++++ Information supplied ++++

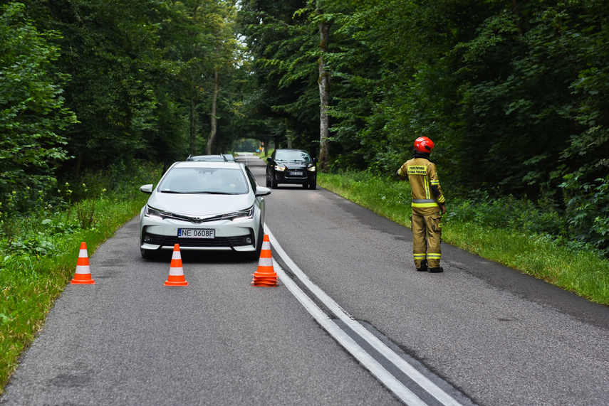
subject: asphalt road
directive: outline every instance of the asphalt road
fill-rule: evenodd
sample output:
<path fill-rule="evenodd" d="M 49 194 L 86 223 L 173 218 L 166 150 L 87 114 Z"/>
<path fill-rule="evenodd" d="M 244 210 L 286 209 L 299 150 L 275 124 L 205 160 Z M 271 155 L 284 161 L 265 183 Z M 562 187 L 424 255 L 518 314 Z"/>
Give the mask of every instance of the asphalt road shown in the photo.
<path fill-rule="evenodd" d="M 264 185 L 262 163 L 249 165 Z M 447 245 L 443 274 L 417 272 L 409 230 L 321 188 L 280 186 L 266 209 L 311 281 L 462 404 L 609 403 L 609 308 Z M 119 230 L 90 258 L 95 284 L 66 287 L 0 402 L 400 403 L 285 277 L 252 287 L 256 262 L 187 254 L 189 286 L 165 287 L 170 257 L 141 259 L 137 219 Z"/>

++++
++++ Information supplied ++++

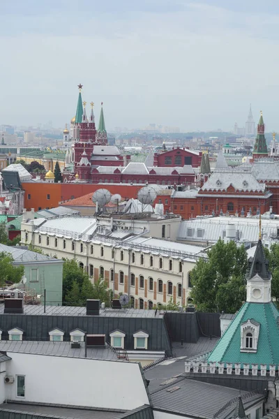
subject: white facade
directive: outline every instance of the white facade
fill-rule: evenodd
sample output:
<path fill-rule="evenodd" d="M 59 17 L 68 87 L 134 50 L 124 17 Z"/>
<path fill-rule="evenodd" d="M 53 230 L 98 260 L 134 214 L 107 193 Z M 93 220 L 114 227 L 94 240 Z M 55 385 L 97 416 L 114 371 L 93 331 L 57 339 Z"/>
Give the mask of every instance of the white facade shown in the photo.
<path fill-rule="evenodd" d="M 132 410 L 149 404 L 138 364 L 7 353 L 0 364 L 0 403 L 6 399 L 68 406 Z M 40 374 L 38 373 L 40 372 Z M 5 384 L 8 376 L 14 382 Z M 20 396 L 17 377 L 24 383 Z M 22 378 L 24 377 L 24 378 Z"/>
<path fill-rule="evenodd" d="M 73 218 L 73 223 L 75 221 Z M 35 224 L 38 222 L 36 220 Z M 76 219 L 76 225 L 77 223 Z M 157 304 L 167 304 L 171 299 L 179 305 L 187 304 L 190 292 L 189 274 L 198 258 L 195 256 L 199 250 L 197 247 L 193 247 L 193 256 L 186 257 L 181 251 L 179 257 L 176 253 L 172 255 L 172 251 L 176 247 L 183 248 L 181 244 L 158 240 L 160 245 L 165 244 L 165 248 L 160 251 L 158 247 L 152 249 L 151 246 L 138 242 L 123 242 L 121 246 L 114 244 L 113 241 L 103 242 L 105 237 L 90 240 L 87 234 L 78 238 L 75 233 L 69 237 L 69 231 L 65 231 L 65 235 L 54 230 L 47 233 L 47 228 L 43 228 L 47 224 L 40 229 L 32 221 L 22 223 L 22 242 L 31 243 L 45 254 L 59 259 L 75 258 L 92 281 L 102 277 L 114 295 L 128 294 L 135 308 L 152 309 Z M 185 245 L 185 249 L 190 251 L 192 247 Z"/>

++++

> _Short exercise_:
Copy the listing word for word, from the line with "subject: white facade" to the line with "132 410 L 149", including both of those lines.

> _Response for this exercise_:
subject: white facade
directive: outline every instance of the white facade
fill-rule: evenodd
sample output:
<path fill-rule="evenodd" d="M 59 17 L 68 87 L 134 50 L 124 17 Z"/>
<path fill-rule="evenodd" d="M 53 230 L 98 260 L 134 214 L 107 193 Z M 93 220 L 114 227 L 94 240 Z M 55 385 L 97 416 L 114 371 L 93 331 L 57 339 Z"/>
Give the mask of every instance of the white facade shown in the photo.
<path fill-rule="evenodd" d="M 132 410 L 149 404 L 138 364 L 7 353 L 0 364 L 0 403 L 6 399 L 68 406 Z M 40 374 L 38 373 L 40 372 Z M 5 384 L 8 376 L 14 382 Z M 20 396 L 17 377 L 24 383 Z M 22 378 L 24 377 L 24 378 Z"/>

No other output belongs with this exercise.